Passage to read —

> I am curious about the result you mention. You say that the 
> genetic algorithm stopped search very quickly. Why? It sounds
> like they want to search to go longer, but can't they just
> tell it to go longer if they want it to? 

They found that the system converged too quickly. The initial knowledge
quickly dominated the population, and then successive generations showed
little improvement.

> And to reduce convergence, can't they just increase the 
> level of mutation? Do you know if they tried this, and if 
> so, why it wasn't sufficient?

The quality of the solutions found using prior knowledge was such that any
random mutations was almost always inferior. As I understood it, to get out
of the local maxima that prior knowledge gets a GA stuck in, you really need
some reasonable quality solutions so that larger structures of a good
solution can be introduced via cross-over. Any given random mutation was
usually detrimental - real progress depended on a child being able to
combine complex substructures from two different parents.

> Other than that, I think there are several things to try. First,
> it seems more natural to me to put the textbook solutions in the
> initial population, rather than coding them as genetic 
> operations. Second, if they are used as operations, I'd try 
> splitting them up further (just to reduce the bias).

Required tasks —
A – In the genetic algorithm discussion, what did real progress depend on?
B – Write the next part of the genetic algorithm discussion, starting after its last sentence.
The data has no connection to the genetic algorithm discussion.

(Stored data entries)
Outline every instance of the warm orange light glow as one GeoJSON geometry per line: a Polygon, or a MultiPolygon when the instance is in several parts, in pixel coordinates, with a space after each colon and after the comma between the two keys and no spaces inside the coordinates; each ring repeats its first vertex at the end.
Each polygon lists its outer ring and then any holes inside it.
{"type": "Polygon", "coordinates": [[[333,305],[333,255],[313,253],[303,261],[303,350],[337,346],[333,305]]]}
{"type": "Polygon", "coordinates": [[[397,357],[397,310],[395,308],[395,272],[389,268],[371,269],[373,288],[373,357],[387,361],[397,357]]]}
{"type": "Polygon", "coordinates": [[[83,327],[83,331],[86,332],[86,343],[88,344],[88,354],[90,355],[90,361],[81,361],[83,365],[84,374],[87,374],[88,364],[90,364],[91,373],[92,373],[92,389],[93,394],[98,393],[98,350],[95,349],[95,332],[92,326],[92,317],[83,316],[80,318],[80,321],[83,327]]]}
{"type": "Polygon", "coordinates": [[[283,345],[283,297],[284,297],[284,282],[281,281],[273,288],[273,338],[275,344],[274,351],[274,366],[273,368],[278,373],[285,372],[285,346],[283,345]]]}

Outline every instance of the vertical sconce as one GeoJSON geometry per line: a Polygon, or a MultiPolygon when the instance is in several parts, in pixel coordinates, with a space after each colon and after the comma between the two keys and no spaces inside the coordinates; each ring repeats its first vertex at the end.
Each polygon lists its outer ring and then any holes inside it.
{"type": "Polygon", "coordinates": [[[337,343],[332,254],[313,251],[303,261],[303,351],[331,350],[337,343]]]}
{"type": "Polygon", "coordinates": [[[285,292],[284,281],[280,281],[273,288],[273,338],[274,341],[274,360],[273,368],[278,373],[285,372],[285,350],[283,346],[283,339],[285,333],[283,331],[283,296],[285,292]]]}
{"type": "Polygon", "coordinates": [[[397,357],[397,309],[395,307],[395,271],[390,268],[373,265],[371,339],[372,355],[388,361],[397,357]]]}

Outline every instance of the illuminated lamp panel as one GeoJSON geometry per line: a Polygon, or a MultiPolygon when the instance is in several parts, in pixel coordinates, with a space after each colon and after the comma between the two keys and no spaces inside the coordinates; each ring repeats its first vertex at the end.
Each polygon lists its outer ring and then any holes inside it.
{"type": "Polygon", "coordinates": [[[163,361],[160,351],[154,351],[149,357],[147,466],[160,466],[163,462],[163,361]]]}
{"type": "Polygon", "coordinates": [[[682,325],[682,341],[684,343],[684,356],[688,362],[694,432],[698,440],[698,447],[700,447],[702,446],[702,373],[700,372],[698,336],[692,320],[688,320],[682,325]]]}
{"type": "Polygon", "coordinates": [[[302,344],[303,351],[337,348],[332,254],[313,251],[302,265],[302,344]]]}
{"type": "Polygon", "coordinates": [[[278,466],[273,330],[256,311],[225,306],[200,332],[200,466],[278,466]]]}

Task-by-task answers —
A – It depended on a child being able to combine complex substructures from two different parents.

B –
Yes, those are good points - I have been wondering about that, but I didn't
have the chance to ask those questions. Presumably one problem is that if
you just put prior knowledge in the initial population, unmatched to the
system parameters, then the textbook models would be unreasonably bad; they
would quickly be eliminated and there would be little chance for them to be
reintroduced later into the population. One solution to this might then be
to have a fixed 'immortal' population of textbook models that can be crossed
with the rest of the population at any time.

Another possibility could be to use island-GA, with prior knowledge 'banned'
from some of the islands.

Anyway, I'm sure there must be lots of different ways that sound like they
might solve the problem. But, which (or whether any) ones actually work in
practice is another matter. And that's why I'm curious to know whether AGI
researchers have encountered this problem, and what they have done about
it...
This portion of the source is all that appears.